EXCERPT PROVIDED ->
____________
Such a database called ComBase (Combined, or Common i.e. joint, dataBase of microbial responses to food environments) was launched at the 4th International Conference on Predictive Modelling in Foods, Quimper, France, June 2003. Its technical details can be read in Baranyi and Tamplin (2004) and on the website,www.combase.cc. The ComBase idea came from two independent, but similar, initiatives on both sides of the Atlantic. The Ministry of Agriculture Fisheries and Food in the United Kingdom initiated, in 1988, a coordinated program to collect data on the growth and death of bacterial pathogens. Those data served as the base on which the first validated, commercialised predictive package, Food MicroModel was built. The task of supporting these developments was taken over, when established, by the UK Food Standards Agency (FSA). Parallel to these events in the UK, the US equivalent of Food MicroModel called PMP (Pathogen Modeling Program: www.arserrc.gov/mfs/pathogen.htm) was developed at the Eastern Regional Research Center of the USDA Agricultural Research Service.

In the meantime, a database (ComBase) was being developed in the Institute of Food Research, Norwich, UK to pool available predictive microbiology data. Soon the leaders of FSA and USDA-ARS agreed that incorporating all their data in this common database, named ComBase, would be mutually beneficial. The European Commission also embraced the idea, and now the original Food MicroModel and PMP datasets have been supplemented with additional data submitted by supporting institutes, universities and companies mainly from Europe. Besides, data have also been compiled from the scientific literature.

ComBase has its “Milky way”, “Platonian” and “Gutenberg” effect on predictive microbiology. Its “Milky-way effect” is obvious; the amount of data can compensate for the inaccuracy of the data. Le Marc et al. (2005) showed an example how to make use of the large amount of information provided by ComBase to define, at least approximately, the total growth region of Listeria monocytogenes in the space of the main environmental factors.

Numerically and computationally minded scientists are convinced that the “Platonian effect” of ComBase is very useful to bring more exact (mathematical and quantitative) elements in microbiology research. However, this is not necessarily popular among traditional microbiologists. Namely, many of them have a certain degree of aversion to the required simplifications, saying that the information in the database does not reflect the environment and/or microbial response with sufficient accuracy. The fact is, however, that is not the function of the database. It is, rather, to make the most important aspects of the data available FAST, even if at the expense of omitting some details. It should be admitted, that this bears some danger of distortion and subjectivity, but this has always been hand in hand with the Platonian idea of idealisation and simplification. In fact, different disciplines omit different details from the same phenomena. The contributors to ComBase omit those details that, according to our food microbiology knowledge accumulated so far, do not significantly influence the Environment/Response mapping. This also shows that the “Platonian effect” can play a role in the development of a scientific discipline only after many observations and empirical descriptions have become accepted knowledge about the system to be characterised.
____________
ENTRIES SHOWN ->

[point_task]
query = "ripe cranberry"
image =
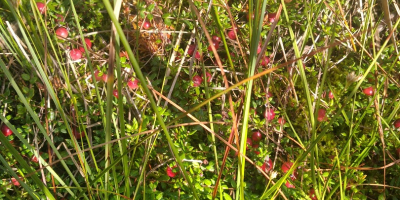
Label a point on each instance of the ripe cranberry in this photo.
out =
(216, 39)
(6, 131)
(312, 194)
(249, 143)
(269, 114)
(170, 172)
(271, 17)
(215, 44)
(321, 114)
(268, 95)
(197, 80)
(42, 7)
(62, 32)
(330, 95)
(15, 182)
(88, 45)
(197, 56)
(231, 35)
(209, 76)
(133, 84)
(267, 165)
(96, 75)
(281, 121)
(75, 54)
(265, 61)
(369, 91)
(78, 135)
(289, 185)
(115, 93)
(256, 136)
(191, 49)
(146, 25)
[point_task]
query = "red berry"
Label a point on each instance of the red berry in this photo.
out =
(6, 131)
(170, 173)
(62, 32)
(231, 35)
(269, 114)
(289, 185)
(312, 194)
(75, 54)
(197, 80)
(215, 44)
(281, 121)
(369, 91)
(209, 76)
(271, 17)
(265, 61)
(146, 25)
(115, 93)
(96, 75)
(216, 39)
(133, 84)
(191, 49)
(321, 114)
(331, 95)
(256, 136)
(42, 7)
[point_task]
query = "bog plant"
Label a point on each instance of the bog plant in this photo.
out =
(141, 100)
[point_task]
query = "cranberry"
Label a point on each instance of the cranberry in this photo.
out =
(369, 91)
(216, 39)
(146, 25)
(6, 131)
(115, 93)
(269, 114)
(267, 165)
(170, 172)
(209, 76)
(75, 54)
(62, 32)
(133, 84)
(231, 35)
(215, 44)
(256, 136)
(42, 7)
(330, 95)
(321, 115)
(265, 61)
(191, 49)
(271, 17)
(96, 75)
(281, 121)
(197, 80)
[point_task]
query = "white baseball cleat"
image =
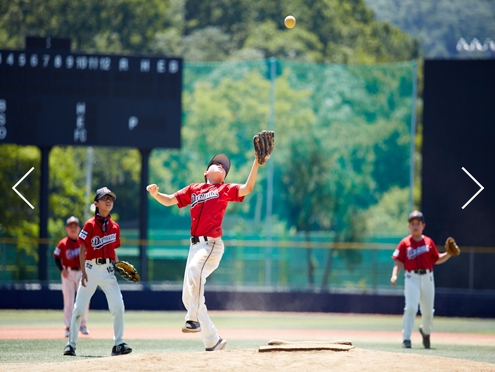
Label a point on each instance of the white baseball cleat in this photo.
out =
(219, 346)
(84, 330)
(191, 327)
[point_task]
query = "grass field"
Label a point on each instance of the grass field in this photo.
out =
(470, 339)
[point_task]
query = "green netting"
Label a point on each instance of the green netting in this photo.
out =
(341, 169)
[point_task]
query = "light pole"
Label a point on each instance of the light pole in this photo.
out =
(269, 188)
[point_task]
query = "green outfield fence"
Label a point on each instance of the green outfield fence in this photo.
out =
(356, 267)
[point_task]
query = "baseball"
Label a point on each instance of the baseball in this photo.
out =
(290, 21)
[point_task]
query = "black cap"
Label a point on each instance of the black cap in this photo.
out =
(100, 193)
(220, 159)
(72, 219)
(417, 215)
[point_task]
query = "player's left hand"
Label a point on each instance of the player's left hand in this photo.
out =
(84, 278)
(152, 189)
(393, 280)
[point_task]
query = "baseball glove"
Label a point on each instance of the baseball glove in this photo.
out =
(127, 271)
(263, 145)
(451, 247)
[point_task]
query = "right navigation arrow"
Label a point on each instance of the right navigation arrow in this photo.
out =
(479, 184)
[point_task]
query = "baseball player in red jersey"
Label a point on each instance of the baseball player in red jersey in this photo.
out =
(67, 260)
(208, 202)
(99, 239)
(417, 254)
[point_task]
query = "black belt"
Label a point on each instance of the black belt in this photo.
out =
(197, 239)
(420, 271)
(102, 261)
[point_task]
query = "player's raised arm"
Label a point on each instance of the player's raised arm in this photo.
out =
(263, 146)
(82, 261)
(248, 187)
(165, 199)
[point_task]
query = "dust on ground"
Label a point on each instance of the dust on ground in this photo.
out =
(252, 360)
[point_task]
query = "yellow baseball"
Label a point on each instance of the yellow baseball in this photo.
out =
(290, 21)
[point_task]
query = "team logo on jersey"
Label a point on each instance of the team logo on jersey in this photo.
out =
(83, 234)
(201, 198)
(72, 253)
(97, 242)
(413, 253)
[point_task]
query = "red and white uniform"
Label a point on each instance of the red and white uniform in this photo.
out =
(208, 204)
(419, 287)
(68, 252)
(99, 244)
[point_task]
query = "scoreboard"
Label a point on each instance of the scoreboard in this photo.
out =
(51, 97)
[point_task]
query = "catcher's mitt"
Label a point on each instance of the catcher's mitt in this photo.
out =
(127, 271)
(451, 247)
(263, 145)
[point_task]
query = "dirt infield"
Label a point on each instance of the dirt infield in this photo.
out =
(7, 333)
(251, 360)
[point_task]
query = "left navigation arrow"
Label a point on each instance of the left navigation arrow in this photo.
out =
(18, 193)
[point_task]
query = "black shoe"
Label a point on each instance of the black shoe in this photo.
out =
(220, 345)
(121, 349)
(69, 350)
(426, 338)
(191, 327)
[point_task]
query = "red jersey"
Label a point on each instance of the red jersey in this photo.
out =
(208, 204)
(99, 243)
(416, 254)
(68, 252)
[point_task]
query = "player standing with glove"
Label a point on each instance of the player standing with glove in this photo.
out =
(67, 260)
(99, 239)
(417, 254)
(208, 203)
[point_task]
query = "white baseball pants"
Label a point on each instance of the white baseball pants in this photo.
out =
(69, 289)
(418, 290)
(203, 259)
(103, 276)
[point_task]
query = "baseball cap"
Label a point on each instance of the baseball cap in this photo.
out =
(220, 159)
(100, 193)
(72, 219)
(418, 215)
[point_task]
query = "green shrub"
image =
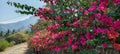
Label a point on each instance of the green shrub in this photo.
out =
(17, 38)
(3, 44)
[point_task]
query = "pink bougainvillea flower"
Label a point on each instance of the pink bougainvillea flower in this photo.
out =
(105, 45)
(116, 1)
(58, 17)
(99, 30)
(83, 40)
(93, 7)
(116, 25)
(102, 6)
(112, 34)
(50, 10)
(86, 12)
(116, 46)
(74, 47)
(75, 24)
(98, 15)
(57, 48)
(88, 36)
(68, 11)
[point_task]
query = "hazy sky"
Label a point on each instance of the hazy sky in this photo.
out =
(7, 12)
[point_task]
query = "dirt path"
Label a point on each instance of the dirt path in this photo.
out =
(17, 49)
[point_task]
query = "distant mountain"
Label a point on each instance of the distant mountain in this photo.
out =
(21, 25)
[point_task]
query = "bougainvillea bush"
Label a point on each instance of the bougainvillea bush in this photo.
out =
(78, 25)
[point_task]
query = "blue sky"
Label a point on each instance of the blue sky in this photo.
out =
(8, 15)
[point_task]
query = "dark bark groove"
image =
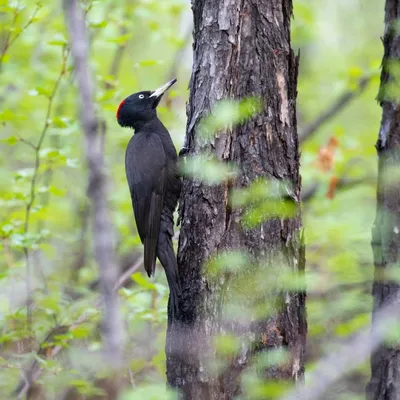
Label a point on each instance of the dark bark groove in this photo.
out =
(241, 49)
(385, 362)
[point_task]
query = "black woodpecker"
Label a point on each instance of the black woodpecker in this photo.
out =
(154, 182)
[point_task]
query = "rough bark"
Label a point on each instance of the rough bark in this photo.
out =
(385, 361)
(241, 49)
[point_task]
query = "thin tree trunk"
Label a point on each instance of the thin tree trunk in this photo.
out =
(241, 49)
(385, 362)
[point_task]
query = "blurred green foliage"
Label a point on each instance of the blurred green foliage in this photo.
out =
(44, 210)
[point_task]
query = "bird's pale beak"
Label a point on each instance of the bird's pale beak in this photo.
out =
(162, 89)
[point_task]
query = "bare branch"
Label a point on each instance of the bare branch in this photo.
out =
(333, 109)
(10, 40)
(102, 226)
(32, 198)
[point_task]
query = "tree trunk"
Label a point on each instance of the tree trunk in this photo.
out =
____________
EXERCISE INSTRUCTIONS ->
A. Could you copy out the part of the ComBase excerpt starting with "In the meantime, a" and going on through "the scientific literature."?
B. Using the ComBase excerpt, what are the answers to these questions?
(i) At what event was ComBase launched?
(ii) In what year did the UK Ministry of Agriculture Fisheries and Food start its coordinated program to collect data on bacterial pathogens?
(iii) For which organism did Le Marc et al. (2005) use ComBase to approximately define the total growth region?

RESPONSES BY TASK ->
A.
In the meantime, a database (ComBase) was being developed in the Institute of Food Research, Norwich, UK to pool available predictive microbiology data. Soon the leaders of FSA and USDA-ARS agreed that incorporating all their data in this common database, named ComBase, would be mutually beneficial. The European Commission also embraced the idea, and now the original Food MicroModel and PMP datasets have been supplemented with additional data submitted by supporting institutes, universities and companies mainly from Europe. Besides, data have also been compiled from the scientific literature.

B.
(i) The 4th International Conference on Predictive Modelling in Foods, Quimper, France, June 2003.
(ii) 1988.
(iii) Listeria monocytogenes.